• [Fragmento de lectura]:
VALÈNCIA. El otro día escuché a una locutora presentando a un grupo cuya música describió así: “Su estilo es pop-rock, indie...” Lo más probable es que estuviese repitiendo la información que el propio grupo ha escrito para el texto informativo que distribuye entre los medios. Siempre me pareció que el término pop-rock encarnaba ese temor que persigue siempre a quienes tocan guitarras eléctricas: “Puede que haga canciones melódicas, pero mi música es rock”. Cuando haces rock, la energía se valora por encima de todo. Como si el rock no fuese un compendio de fuerzas que va más allá de la mera visceralidad. Desde que los Beatles existen, el pop y el rock pueden ser la misma cosa, es decir, pueden convivir en el mismo disco o en el repertorio de una banda. Ahora, rizando el rizo, se apela a la etiqueta indie como si fuese otro estilo más que añadir al saco. Como si el indie que se hace en España no fuese más que el pop-rock de toda la vida. Música que apenas tiene ya algo que ver con lo que significaba ese término, indie, cuando nació en Inglaterra a finales los setenta.

• [Datos proporcionados]:
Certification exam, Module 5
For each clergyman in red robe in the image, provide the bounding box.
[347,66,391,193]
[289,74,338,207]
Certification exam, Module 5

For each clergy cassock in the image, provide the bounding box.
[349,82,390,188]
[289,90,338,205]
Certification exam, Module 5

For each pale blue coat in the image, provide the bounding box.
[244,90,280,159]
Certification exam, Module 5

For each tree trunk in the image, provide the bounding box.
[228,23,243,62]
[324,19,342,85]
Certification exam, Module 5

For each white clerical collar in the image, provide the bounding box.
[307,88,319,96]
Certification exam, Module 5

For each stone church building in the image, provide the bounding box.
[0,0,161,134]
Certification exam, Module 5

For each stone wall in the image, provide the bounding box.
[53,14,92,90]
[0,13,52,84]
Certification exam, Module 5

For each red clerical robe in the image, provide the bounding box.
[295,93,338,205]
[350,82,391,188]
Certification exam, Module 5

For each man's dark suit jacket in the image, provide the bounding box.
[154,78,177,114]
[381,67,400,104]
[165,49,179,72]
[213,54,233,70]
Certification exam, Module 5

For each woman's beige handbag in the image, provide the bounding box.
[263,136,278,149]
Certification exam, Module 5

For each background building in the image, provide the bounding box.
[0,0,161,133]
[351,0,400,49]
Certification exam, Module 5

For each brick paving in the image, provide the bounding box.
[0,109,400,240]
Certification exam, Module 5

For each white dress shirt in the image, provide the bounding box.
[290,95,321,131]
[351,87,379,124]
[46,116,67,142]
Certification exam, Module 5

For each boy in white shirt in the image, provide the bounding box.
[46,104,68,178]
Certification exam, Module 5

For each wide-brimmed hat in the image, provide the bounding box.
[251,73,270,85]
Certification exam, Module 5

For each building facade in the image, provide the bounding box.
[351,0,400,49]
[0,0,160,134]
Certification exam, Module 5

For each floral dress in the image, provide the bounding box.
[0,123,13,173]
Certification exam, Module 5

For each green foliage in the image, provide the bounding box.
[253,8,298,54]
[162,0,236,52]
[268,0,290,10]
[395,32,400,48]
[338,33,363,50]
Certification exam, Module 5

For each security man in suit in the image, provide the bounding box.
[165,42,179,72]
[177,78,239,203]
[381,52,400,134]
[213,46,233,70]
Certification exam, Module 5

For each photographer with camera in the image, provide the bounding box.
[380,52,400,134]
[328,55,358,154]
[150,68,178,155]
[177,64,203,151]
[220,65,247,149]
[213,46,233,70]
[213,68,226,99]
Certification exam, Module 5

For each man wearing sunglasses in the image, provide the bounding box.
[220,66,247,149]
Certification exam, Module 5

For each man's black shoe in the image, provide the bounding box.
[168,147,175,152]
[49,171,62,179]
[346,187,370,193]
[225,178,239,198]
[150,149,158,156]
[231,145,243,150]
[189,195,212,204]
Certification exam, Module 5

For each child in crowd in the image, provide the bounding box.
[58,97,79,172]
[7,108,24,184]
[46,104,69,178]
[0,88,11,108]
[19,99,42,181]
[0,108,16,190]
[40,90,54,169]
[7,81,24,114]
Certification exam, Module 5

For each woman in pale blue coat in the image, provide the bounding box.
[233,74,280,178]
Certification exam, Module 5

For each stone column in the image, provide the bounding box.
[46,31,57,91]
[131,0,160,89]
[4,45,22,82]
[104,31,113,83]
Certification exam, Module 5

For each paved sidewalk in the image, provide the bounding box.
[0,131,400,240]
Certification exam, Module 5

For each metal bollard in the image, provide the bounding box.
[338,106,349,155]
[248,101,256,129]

--

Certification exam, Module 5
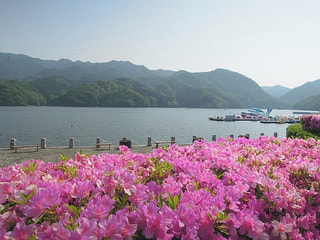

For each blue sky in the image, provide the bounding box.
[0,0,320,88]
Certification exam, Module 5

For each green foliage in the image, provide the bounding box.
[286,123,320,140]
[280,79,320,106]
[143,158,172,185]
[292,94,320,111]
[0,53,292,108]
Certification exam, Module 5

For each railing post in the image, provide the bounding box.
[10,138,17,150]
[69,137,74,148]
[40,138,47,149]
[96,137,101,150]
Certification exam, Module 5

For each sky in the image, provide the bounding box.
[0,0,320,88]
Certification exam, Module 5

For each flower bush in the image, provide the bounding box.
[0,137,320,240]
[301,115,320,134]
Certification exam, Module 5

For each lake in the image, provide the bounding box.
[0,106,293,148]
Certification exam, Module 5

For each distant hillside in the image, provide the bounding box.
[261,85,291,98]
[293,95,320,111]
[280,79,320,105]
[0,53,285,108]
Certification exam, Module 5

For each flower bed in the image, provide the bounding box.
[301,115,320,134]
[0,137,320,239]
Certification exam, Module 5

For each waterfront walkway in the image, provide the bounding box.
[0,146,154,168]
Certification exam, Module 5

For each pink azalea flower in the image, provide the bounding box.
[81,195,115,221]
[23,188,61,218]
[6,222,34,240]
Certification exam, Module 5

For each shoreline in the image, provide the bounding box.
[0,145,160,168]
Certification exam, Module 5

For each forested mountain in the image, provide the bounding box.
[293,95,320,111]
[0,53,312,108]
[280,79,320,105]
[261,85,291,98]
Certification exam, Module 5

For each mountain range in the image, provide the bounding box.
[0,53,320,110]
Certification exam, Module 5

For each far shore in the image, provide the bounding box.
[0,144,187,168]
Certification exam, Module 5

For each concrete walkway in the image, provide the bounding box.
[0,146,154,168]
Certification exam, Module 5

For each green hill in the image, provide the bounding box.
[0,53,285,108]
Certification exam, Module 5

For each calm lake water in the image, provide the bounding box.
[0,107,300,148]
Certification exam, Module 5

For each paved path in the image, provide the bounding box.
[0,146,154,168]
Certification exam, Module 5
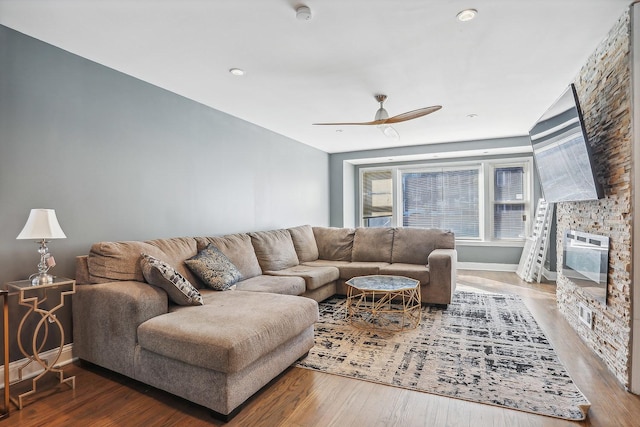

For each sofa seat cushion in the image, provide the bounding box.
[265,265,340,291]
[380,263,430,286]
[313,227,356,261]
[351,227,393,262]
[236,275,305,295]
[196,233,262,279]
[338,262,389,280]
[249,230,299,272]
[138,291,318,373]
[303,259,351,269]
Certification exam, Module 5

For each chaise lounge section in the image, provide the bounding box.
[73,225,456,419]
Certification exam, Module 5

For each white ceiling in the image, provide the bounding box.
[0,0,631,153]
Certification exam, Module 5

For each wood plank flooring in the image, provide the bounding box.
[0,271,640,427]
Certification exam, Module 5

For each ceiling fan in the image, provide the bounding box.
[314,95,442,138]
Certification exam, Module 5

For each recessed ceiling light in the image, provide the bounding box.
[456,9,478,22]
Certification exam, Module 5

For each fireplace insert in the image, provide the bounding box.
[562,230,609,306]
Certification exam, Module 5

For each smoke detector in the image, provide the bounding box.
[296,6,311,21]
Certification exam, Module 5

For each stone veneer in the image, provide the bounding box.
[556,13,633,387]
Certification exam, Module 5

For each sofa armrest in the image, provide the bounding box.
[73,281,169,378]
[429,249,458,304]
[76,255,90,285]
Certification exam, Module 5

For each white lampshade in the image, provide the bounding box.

...

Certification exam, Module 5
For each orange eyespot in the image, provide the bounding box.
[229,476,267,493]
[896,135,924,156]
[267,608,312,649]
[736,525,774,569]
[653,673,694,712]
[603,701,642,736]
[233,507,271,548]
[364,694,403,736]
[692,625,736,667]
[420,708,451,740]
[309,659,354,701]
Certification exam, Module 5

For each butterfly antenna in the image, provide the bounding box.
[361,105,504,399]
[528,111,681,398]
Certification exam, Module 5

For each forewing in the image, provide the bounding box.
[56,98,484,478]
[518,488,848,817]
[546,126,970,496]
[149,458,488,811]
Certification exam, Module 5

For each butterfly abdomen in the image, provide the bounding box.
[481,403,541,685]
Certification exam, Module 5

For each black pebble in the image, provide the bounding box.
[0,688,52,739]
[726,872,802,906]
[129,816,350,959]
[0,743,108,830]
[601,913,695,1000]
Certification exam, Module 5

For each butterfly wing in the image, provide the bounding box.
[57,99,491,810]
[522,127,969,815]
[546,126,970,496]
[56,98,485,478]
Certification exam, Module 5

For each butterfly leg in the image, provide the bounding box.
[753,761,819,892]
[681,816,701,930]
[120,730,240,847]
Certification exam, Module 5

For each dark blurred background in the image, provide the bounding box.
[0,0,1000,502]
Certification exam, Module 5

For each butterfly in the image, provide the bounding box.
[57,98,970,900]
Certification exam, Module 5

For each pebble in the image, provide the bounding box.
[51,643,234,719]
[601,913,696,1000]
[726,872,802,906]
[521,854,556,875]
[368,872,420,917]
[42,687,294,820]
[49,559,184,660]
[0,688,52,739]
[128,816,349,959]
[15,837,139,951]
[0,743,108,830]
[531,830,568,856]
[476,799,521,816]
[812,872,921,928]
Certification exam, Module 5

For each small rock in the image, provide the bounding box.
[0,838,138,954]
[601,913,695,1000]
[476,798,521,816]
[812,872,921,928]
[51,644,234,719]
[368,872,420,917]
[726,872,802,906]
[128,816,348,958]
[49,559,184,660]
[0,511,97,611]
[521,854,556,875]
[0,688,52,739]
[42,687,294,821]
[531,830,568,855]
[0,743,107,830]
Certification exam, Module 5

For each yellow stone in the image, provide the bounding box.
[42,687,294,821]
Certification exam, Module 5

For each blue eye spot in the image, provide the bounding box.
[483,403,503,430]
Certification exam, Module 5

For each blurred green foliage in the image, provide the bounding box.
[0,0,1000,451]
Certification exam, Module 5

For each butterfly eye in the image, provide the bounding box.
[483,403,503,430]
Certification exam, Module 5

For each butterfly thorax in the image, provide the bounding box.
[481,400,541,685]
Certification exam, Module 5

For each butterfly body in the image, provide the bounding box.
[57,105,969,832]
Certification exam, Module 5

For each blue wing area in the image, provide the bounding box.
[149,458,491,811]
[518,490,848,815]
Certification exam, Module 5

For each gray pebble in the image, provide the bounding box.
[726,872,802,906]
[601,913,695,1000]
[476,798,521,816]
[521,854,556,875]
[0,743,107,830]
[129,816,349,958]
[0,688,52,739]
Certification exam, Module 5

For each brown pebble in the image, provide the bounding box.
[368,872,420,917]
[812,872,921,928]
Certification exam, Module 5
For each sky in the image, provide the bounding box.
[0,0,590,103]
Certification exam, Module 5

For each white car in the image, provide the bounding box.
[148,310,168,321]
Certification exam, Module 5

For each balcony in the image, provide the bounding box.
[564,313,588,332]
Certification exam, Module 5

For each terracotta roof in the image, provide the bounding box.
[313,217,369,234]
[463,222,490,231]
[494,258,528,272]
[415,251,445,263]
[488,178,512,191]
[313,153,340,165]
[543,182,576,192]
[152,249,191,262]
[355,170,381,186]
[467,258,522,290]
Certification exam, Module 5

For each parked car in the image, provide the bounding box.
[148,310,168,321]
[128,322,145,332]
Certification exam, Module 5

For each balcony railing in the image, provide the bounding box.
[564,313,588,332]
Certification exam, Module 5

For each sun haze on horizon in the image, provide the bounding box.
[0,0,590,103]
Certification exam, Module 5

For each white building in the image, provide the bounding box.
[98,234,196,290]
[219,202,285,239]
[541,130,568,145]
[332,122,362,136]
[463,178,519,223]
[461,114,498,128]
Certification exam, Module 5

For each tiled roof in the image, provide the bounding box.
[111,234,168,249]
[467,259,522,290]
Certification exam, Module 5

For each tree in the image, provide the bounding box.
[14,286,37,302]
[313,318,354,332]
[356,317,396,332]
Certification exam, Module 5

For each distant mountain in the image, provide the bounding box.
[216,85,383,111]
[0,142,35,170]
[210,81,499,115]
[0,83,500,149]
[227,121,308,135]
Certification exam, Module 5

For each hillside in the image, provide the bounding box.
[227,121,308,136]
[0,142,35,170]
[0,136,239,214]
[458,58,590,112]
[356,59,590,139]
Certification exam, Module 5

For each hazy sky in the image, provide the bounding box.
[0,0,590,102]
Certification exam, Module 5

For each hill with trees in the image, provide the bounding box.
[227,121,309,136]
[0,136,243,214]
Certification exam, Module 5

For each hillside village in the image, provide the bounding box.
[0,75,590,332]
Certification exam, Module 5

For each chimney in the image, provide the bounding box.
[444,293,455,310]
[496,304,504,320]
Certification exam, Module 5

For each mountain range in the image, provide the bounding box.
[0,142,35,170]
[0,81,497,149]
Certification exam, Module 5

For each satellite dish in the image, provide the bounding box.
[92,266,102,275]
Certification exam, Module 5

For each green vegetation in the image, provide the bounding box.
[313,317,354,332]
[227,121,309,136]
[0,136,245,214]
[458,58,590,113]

• [Tarea propuesta]: ¿Puedes volver a escribir entero y palabra por palabra el fragmento de lectura sobre las etiquetas pop-rock e indie?

• [Solución del ejercicio]:
VALÈNCIA. El otro día escuché a una locutora presentando a un grupo cuya música describió así: “Su estilo es pop-rock, indie...” Lo más probable es que estuviese repitiendo la información que el propio grupo ha escrito para el texto informativo que distribuye entre los medios. Siempre me pareció que el término pop-rock encarnaba ese temor que persigue siempre a quienes tocan guitarras eléctricas: “Puede que haga canciones melódicas, pero mi música es rock”. Cuando haces rock, la energía se valora por encima de todo. Como si el rock no fuese un compendio de fuerzas que va más allá de la mera visceralidad. Desde que los Beatles existen, el pop y el rock pueden ser la misma cosa, es decir, pueden convivir en el mismo disco o en el repertorio de una banda. Ahora, rizando el rizo, se apela a la etiqueta indie como si fuese otro estilo más que añadir al saco. Como si el indie que se hace en España no fuese más que el pop-rock de toda la vida. Música que apenas tiene ya algo que ver con lo que significaba ese término, indie, cuando nació en Inglaterra a finales los setenta.